* AUFGABEN:
a) Beantworte mit dem Text über das Wiki im Unterricht diese Fragen:
(i) Was bedeuten die rot dargestellten Begriffe im Wiki?
(ii) Wo haben die Lernenden das Video gefunden, das ins Wiki eingebunden wurde?
(iii) Mit welchem Web2.0-Tool haben die Lernenden Präsentationen erstellt?
b) Gib aus dem Text über das Wiki im Unterricht den Abschnitt wortgetreu wieder, der mit den Worten "Und so sieht" beginnt und mit "Wiki bereit gestellt." endet.
c) Schreib den Text über das Wiki im Unterricht nach seinem letzten Satz weiter.

Die Erklärungen stehen dann gleich allen zur Verfügung und dienen als Glossar. Wenn etwas fehlt, kann das Glossar jederzeit ergänzt oder umstrukturiert werden, auch in anderen Kursen oder Lerngruppen und auch Fächern. Sind die Begriffe einmal auf dem Wiki angelegt, können sie von allen genutzt und bearbeitet werden, die im Wiki als User angemeldet und eingeloggt sind. Die rot dargestellten Begriffe sind dabei noch „leere Seiten“, haben also noch keinen Inhalt und können von Lernenden noch mit Inhalt gefüllt werden. Dies könnten z.B. auch Schüler einer ganz anderen Klasse machen, die im Unterricht gerade einen „Leerlauf“ haben, weil sie gestellt Aufgaben schneller bearbeiten konnten als ihre Klassenkameraden. Hier sind viele Nutzungsmöglichkeiten denkbar. Ich probiere täglich Neues aus und die Lernenden geben mir neue Anregungen und Ideen mit auf den Weg. So lernen wir alle ständig dazu 🙂
In diesem Beispiel sieht man die Integration eines Videos, das zum Thema passt und, das die Lernenden auf YouTube gefunden haben.
Und so sieht das dann in der Bearbeitungsansicht aus:
Da die 12er bald in die Abiturphase eintreten und dann die Schule verlassen, lag es nahe einen kleinen Abschlussfilm zu produzieren. Die Idee dazu haben wir gemeinsam im Wiki entwickelt und auch erste Produktionsergebnisse, die wir auf YouTube hochgeladen haben, auch im Wiki bereit gestellt.
So sehen die einzelnen Teams sofort, wie der Entwicklungsstand des Gesamtprojektes ist und können dann ihre Beiträge entsprechend anpassen. Im letzten Schritt wird dann die Musik zu den Filme produziert und alles zusammen geschnitten. Das Wiki dient hier wieder als Speicher, Sandkasten und am Ende dann als Präsentation- und Dokumentationsplattform. Im folgenden Jahr kann dann auf die Ergebnisse des Kurses in einem anderen 12er Kurs aufgebaut werden und an den Vorlagen und Beispielen weiter gearbeitet oder auf deren Basis etwas ganz Neues entwickelt werden.
Mit einer entsprechenden „Widget-Erweiterung“ kann ein Wiki auch andere Medieninhalte darstellen. Hier zum Beispiel haben die Lernenden Präsentationen mit dem Web2.0 Tool „Prezi“ erstellt. Die Schüler nutzen dies sehr gerne, da sie gemeinsam an Präsentationen arbeiten und diese online teilen können. Ausserdem sind die Präsentationen nicht so statisch wie gängige Powerpoints.

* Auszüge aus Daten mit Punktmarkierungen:

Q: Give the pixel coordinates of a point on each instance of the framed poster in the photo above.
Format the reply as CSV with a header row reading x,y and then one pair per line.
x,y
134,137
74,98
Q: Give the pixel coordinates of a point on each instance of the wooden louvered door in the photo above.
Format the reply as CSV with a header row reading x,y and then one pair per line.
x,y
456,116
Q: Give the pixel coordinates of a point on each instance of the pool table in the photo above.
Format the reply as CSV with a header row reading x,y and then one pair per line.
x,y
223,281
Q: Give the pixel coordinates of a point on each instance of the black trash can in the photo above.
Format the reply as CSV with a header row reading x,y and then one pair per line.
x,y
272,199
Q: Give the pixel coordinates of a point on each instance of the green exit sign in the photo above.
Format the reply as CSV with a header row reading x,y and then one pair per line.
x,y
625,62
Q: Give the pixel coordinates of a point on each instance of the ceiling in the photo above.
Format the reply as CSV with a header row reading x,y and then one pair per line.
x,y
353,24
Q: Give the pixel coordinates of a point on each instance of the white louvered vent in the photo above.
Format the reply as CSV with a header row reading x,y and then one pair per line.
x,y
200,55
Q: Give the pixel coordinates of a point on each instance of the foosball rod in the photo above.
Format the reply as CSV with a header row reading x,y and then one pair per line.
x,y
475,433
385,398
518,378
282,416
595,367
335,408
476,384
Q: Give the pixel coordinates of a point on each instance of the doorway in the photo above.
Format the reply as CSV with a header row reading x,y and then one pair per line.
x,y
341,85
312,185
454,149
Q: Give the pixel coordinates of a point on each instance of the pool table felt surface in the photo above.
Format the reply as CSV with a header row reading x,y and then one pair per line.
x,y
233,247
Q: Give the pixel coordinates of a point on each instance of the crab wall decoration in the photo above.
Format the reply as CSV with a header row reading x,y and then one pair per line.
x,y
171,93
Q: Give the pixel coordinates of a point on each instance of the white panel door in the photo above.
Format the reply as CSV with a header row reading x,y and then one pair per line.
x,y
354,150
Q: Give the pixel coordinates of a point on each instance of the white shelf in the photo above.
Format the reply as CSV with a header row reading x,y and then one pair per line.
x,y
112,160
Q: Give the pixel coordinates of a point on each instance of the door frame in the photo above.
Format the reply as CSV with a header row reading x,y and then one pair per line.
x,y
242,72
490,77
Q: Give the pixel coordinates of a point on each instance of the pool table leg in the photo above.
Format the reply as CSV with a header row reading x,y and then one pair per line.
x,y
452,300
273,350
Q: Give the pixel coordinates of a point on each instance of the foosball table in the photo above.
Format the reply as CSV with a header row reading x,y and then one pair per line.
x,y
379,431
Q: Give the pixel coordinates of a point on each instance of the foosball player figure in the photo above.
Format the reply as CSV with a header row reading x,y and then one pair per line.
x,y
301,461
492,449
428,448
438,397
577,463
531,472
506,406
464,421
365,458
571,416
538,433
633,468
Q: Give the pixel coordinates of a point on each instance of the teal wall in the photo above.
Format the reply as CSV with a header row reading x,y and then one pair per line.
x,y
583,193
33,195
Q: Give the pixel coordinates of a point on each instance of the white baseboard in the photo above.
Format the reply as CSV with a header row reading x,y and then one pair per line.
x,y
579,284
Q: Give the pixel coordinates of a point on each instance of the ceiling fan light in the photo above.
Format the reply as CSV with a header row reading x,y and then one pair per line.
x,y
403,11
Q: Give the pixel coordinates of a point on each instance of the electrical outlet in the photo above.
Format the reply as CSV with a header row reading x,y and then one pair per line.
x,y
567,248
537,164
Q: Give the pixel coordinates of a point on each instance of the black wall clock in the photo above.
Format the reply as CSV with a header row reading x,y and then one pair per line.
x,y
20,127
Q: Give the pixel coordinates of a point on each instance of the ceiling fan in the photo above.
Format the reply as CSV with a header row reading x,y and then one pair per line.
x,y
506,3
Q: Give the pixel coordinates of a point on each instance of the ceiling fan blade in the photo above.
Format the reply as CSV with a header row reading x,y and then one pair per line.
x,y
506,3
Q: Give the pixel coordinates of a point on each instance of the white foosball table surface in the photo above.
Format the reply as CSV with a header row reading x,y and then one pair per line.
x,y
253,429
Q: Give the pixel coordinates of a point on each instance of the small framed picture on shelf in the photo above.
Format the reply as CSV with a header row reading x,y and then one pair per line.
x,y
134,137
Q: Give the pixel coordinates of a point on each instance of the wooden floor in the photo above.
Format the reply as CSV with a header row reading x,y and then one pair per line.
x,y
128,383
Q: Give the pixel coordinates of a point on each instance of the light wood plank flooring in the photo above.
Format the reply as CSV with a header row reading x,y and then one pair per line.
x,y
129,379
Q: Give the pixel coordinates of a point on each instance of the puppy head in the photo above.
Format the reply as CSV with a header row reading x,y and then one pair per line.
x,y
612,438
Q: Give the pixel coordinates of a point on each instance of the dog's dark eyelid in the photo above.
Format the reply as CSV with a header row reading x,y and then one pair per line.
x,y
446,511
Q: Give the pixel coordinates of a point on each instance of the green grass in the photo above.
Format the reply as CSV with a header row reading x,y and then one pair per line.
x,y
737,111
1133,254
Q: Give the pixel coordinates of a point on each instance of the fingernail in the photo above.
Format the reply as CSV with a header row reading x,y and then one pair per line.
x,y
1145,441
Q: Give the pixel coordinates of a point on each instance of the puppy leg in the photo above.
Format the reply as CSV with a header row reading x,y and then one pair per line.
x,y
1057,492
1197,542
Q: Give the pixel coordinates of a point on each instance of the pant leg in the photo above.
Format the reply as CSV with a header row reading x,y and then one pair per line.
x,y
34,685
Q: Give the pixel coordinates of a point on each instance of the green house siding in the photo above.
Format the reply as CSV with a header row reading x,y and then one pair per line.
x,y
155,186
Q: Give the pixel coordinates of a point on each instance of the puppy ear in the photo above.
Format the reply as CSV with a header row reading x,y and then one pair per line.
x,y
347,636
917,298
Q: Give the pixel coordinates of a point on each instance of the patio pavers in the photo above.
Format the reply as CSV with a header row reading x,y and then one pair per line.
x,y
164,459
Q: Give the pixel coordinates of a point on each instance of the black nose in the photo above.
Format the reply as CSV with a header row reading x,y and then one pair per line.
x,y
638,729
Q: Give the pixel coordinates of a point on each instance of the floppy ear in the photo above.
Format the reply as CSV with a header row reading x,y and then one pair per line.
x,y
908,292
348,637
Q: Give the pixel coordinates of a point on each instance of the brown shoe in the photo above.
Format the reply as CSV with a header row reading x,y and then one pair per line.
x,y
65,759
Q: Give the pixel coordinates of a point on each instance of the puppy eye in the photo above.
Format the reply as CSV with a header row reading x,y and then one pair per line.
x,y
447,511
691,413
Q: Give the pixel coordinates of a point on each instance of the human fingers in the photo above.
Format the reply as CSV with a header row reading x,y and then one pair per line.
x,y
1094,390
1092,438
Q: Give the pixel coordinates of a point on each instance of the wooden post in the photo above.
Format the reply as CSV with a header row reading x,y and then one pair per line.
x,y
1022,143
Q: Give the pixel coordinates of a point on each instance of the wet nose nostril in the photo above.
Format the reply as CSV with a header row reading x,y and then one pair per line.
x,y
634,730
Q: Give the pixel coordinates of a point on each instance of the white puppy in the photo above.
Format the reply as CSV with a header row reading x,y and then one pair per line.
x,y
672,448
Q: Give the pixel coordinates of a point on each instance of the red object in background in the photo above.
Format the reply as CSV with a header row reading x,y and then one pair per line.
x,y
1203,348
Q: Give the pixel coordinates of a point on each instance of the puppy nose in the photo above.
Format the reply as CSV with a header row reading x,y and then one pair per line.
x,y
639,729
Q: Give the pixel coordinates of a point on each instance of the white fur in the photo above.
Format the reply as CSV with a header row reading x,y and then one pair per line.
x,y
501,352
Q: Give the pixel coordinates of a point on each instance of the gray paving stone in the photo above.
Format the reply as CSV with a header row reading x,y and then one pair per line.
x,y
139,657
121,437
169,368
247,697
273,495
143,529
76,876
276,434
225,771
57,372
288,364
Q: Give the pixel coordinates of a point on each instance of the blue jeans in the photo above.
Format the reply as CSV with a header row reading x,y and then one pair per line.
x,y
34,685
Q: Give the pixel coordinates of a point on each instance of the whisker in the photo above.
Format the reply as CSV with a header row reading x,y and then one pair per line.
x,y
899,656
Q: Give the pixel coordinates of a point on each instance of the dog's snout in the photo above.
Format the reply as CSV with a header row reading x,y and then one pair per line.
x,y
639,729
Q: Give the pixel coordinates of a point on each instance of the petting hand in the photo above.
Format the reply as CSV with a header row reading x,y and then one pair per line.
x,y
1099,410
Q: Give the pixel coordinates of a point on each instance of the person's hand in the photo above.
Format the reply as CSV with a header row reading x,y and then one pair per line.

* LÖSUNGEN:
a)
(i) Sie sind noch „leere Seiten“ ohne Inhalt, die Lernende noch füllen können.
(ii) Auf YouTube.
(iii) Mit „Prezi“.

b)
Und so sieht das dann in der Bearbeitungsansicht aus:
Da die 12er bald in die Abiturphase eintreten und dann die Schule verlassen, lag es nahe einen kleinen Abschlussfilm zu produzieren. Die Idee dazu haben wir gemeinsam im Wiki entwickelt und auch erste Produktionsergebnisse, die wir auf YouTube hochgeladen haben, auch im Wiki bereit gestellt.

c)
Wiki der Klasse 6b
Nun könnte man denken, dass Wikis nur „was für die Großen sind“. Aber weit gefehlt. Die ZUM.de bietet z.B. schon Grundschulwikis an. Grundschule ist hier nicht so meine Baustelle, aber ich nutze die Wikis bereits in Klasse 5 und 6 ohne Probleme und zur Freude der Kinder.
Die regelmässige Wikinutzung erkennt man schon sofort am umfangreichen Inhaltsverzeichnis. Im Wiki haben wir z.B. unseren Beitrag für den Tag der offenen Tür geplant. Im „Projekt Stars“ haben die Schüler ihre Lieblingsbands auf einzelnen Wikiseiten vorgestellt und waren – wer hätte es anders gedacht – sehr fleißig bei der Arbeit.
Auch der Abschnitt zu „Komponisten der Romantik“ auf der Seite ist recht umfangreich geworden. Die Komponisten wurden von mir vorgegeben, die Lernenden konnten sich selbstständig in Teams zunächst in den Komponistenseiten eintragen und dann die Biografien, Musikbeispiele, etc. dort entwickeln. Neulich kam die Kritik auf, dass „Schüler ja nur aus ‚der Wikipedia‘ kopieren“, wenn sie Referate anfertigen. Diese Kritik mag berechtigt sein. Gerade wenn Schüler ein Referat anfertigen und dies ausgedruckt abgeben, ist die Versuchung groß. Im schlimmsten Fall, merkt es der Lehrer und die Note ist futsch. Im Internet offen arbeiten hat da schon andere Reichweite und Konsequenzen. Das Wiki ermahnt auch immer vor dem Speichern mit folgendem Dialog, dass Urheberrechte gewahrt und nur eigene Produkte hochgeladen bzw. gespeichert werden dürfen.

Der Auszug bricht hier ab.